Exercise objective ->
In the passage on cement and superplasticizers, which two types of cement were used with the superplasticizers?

Passage ->
····················

The significant concerns surrounding the interaction between cement and superplasticizers have led to several challenges in the performance of concrete in real-world applications. This study investigates the interaction between different types of cement and superplasticizers and presents findings on their compatibility. Additionally, various interactions between cement and superplasticizers are utilized to assess the strength and durability properties of concrete.

Methods

Three distinct types of superplasticizers were utilized: sulfonated naphthalene (SNF), polycarboxylic ether (PCE), and polymeric ether (PME) based superplasticizers, in combination with Ordinary Portland Cement (OPC) and Portland Pozzolana Cement (PPC). Multiple concrete mixes with varying addition times of these superplasticizers were prepared and evaluated for their fresh and hardened concrete characteristics, including workability, strength, and sorptivity, among others. Moreover, statistical analyses concerning different combinations of superplasticizers and cement, as well as varying addition times, were conducted to assess their respective impacts on concrete qualities.

····················

Records provided ->
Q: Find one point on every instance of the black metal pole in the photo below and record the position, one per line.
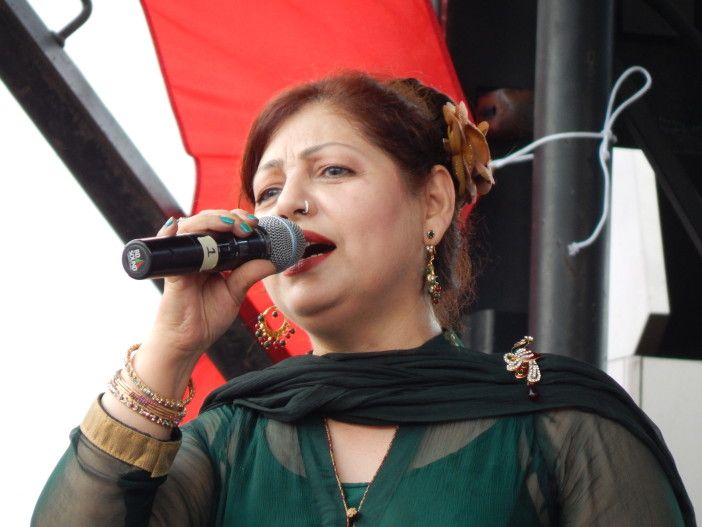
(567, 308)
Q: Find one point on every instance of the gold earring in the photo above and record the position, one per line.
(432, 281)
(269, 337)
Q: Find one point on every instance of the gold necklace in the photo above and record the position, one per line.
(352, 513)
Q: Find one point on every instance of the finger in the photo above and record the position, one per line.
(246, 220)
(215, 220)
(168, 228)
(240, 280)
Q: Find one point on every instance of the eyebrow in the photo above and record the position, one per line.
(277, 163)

····················

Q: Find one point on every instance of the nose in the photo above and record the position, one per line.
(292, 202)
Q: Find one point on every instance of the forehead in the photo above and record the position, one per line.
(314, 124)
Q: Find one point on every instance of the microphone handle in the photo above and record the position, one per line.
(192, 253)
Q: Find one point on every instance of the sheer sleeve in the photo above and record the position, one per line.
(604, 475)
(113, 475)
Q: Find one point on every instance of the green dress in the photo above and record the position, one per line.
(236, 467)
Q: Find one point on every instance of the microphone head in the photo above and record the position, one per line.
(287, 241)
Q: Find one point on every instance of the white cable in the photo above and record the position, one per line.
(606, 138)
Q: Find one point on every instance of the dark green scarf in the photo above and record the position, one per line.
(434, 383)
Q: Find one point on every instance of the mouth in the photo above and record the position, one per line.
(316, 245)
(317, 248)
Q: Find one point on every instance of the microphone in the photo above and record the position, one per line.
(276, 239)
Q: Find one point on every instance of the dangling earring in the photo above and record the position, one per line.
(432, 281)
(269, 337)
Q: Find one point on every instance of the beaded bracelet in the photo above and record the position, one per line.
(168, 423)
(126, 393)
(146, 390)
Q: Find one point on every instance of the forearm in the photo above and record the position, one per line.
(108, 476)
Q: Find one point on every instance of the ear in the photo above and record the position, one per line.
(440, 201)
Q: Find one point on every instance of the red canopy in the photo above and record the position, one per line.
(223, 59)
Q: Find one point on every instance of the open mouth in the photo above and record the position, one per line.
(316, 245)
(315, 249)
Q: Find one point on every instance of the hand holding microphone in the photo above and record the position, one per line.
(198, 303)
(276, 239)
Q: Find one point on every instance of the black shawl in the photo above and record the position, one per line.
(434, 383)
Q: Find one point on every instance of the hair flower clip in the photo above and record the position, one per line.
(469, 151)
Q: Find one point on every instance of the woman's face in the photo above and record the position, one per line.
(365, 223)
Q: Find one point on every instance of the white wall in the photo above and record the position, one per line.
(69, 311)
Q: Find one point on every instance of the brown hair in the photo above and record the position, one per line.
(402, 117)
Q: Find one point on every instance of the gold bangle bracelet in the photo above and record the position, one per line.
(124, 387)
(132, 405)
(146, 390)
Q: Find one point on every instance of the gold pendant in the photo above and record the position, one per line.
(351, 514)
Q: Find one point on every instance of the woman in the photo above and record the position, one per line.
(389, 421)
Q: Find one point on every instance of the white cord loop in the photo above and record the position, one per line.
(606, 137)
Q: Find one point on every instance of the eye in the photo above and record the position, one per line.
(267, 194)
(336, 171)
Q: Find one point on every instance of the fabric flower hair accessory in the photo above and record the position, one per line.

····················

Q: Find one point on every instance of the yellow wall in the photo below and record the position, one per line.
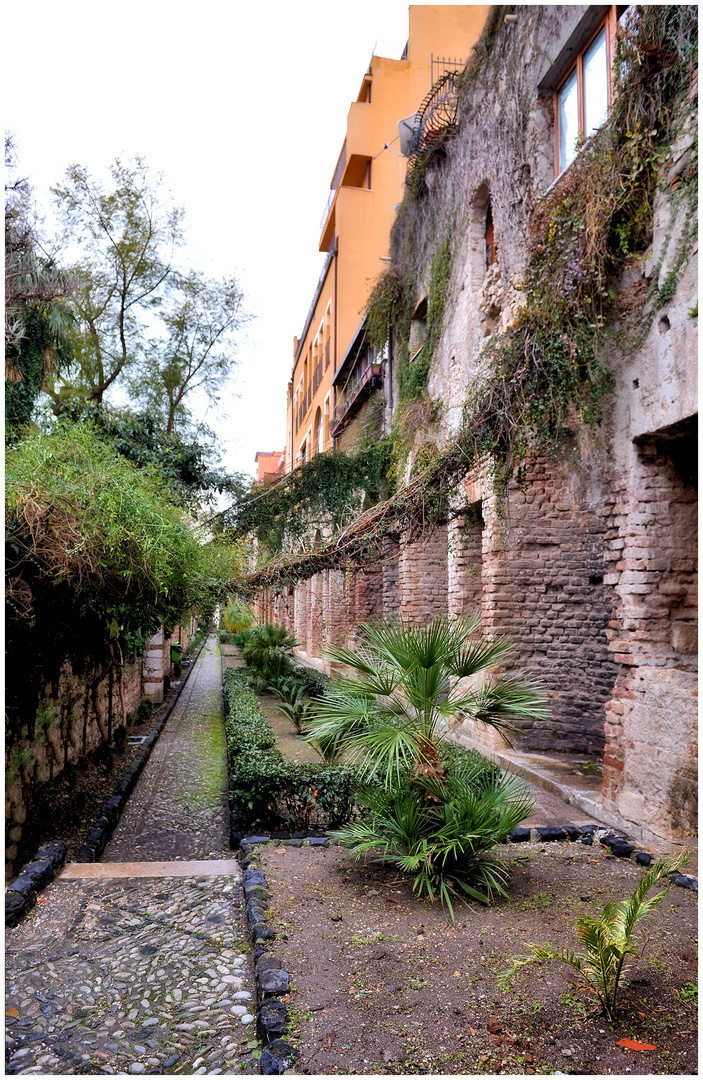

····················

Task output ->
Ordinary Portland Cement (OPC) and Portland Pozzolana Cement (PPC).